● **What is asked**:
Copy out all of the material exactly as presented.

● **Object position labeling entries**:
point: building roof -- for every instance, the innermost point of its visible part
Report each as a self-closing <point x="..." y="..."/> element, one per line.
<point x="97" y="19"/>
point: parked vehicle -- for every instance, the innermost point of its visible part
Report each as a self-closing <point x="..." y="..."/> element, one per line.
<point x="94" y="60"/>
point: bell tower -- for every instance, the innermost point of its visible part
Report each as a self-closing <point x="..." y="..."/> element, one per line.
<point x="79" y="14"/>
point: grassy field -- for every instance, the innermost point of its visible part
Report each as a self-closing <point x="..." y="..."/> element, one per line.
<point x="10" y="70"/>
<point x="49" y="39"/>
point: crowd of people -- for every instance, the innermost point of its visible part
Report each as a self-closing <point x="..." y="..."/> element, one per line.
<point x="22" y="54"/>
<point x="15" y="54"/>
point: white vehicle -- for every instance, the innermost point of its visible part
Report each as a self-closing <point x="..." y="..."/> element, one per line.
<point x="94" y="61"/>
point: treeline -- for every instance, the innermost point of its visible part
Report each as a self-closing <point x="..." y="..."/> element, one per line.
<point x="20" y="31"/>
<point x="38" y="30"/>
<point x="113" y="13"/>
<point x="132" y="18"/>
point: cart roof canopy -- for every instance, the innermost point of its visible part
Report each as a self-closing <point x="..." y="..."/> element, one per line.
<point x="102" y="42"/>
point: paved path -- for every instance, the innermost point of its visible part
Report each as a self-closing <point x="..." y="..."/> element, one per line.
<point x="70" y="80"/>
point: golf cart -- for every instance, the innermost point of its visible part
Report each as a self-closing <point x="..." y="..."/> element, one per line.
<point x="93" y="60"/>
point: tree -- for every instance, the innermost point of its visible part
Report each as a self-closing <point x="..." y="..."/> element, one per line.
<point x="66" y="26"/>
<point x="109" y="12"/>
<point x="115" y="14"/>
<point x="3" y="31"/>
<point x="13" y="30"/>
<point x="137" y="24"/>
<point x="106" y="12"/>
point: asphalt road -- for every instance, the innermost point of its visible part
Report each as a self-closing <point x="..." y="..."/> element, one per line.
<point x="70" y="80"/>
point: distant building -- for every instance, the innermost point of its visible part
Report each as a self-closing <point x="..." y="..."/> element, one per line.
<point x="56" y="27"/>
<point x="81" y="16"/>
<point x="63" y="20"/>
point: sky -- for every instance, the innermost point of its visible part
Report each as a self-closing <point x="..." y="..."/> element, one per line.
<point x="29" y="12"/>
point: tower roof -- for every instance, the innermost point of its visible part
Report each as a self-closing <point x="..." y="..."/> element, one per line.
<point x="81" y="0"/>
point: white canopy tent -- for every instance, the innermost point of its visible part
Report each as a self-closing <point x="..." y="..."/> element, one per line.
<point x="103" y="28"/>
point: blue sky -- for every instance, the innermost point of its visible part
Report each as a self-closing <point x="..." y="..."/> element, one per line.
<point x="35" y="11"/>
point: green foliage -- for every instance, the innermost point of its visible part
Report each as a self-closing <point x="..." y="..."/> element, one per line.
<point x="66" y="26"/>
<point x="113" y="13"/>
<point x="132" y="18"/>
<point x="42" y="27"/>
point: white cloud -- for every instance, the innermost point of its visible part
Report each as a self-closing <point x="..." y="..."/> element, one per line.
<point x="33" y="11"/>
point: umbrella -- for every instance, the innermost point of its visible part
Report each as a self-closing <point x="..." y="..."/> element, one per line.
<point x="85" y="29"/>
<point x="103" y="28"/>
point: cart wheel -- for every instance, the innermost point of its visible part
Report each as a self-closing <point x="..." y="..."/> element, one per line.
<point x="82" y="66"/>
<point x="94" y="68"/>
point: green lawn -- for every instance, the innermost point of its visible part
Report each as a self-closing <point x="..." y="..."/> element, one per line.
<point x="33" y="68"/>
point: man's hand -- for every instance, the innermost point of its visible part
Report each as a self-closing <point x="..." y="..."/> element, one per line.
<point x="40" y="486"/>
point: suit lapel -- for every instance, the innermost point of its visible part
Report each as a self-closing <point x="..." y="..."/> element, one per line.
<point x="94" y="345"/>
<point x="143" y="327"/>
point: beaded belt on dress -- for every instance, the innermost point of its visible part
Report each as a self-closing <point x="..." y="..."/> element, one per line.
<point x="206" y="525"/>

● **Written response**:
point: building roof -- for every instance, the innermost point of its visible part
Report each as a self-closing <point x="..." y="..."/> element, one per line.
<point x="97" y="19"/>
point: parked vehicle -- for every instance, the innermost point of its visible part
Report each as a self-closing <point x="..." y="..."/> element, one per line.
<point x="94" y="60"/>
point: bell tower -- for every instance, the innermost point of its visible part
Report each as a self-closing <point x="..." y="..."/> element, one per line.
<point x="79" y="14"/>
point: grassy field -- for every instance, the innermost point of its visible part
Report each as a self-closing <point x="..." y="..."/> element, one per line.
<point x="10" y="70"/>
<point x="49" y="39"/>
point: crowd of people -- for every instance, the innermost point of its visible part
Report each as a self-closing <point x="..." y="..."/> element, one per line.
<point x="22" y="54"/>
<point x="15" y="54"/>
point: white vehicle -- for every instance, the innermost point of its visible part
Report each as a self-closing <point x="..." y="..."/> element, one per line.
<point x="94" y="61"/>
point: treeline -- for every instance, the innermost point of its visible part
Report each as a self-closing <point x="..." y="..."/> element, one per line.
<point x="20" y="31"/>
<point x="38" y="30"/>
<point x="113" y="13"/>
<point x="132" y="18"/>
point: cart roof canopy -- for every instance, the innermost point of its visible part
Report each as a self-closing <point x="..." y="..."/> element, one per line.
<point x="102" y="42"/>
point: paved path -- for every instance, the innermost point of its visible part
Report each as a self-closing <point x="..." y="..."/> element, one per line.
<point x="70" y="80"/>
point: golf cart -- for every instance, the innermost point of its visible part
Report each as a self-closing <point x="..." y="..."/> element, one per line.
<point x="93" y="60"/>
point: tree -- for every instance, the innermost point of its visible part
Report each as a self-closing <point x="..." y="..."/> element, one per line.
<point x="66" y="26"/>
<point x="109" y="12"/>
<point x="115" y="14"/>
<point x="3" y="31"/>
<point x="13" y="30"/>
<point x="137" y="24"/>
<point x="106" y="12"/>
point: asphalt road -- for every instance, the innermost point of its visible part
Report each as a self-closing <point x="..." y="..."/> element, one per line.
<point x="70" y="80"/>
point: distant building -- for every instance, the innermost point of its visible part
Report each as a self-closing <point x="..." y="..."/> element, one per line.
<point x="56" y="27"/>
<point x="81" y="16"/>
<point x="63" y="20"/>
point: sky -- for every instance, the innermost point of its visible part
Report each as a self-closing <point x="..." y="..."/> element, one per line.
<point x="29" y="12"/>
point: tower roof -- for every instance, the innermost point of its visible part
Report each as a self-closing <point x="..." y="..."/> element, one per line.
<point x="81" y="0"/>
point: white canopy tent -- for every instance, the innermost point of its visible part
Report each as a self-closing <point x="..." y="..."/> element, one per line.
<point x="103" y="28"/>
point: blue sky -- for every instance, the innermost point of its visible part
Report each as a self-closing <point x="..." y="..."/> element, one per line.
<point x="35" y="11"/>
point: green foliage -- for every instance, the innermost point of its visible part
Report each as a self-closing <point x="..." y="..."/> element, one per line.
<point x="66" y="26"/>
<point x="113" y="13"/>
<point x="132" y="18"/>
<point x="42" y="27"/>
point: white cloud -- for every instance, the innermost point of its visible part
Report each as a self-closing <point x="..." y="..."/> element, one per line.
<point x="33" y="11"/>
point: umbrella -- for every instance, the innermost point of its visible part
Report each as a self-closing <point x="..." y="..."/> element, one per line.
<point x="85" y="29"/>
<point x="103" y="28"/>
point: cart wheel -- for every instance, the innermost point of its visible part
Report each as a self-closing <point x="..." y="..."/> element, one per line.
<point x="82" y="66"/>
<point x="94" y="68"/>
point: green lawn -- for every instance, the innermost point of its visible part
Report each as a self-closing <point x="..." y="..."/> element, one per line.
<point x="33" y="68"/>
point: man's hand -- for every instance, the innermost point of its visible part
Report each as a self-closing <point x="..." y="..."/> element, one per line.
<point x="40" y="486"/>
point: suit lapel -- for every instance, the innermost point of its visible part
Report each as a self-closing <point x="..." y="..."/> element, one per line.
<point x="94" y="345"/>
<point x="143" y="327"/>
point: beaded belt on dress -- for every instance, the innermost point of its visible part
Report each as a self-closing <point x="..." y="..."/> element, one per line.
<point x="206" y="525"/>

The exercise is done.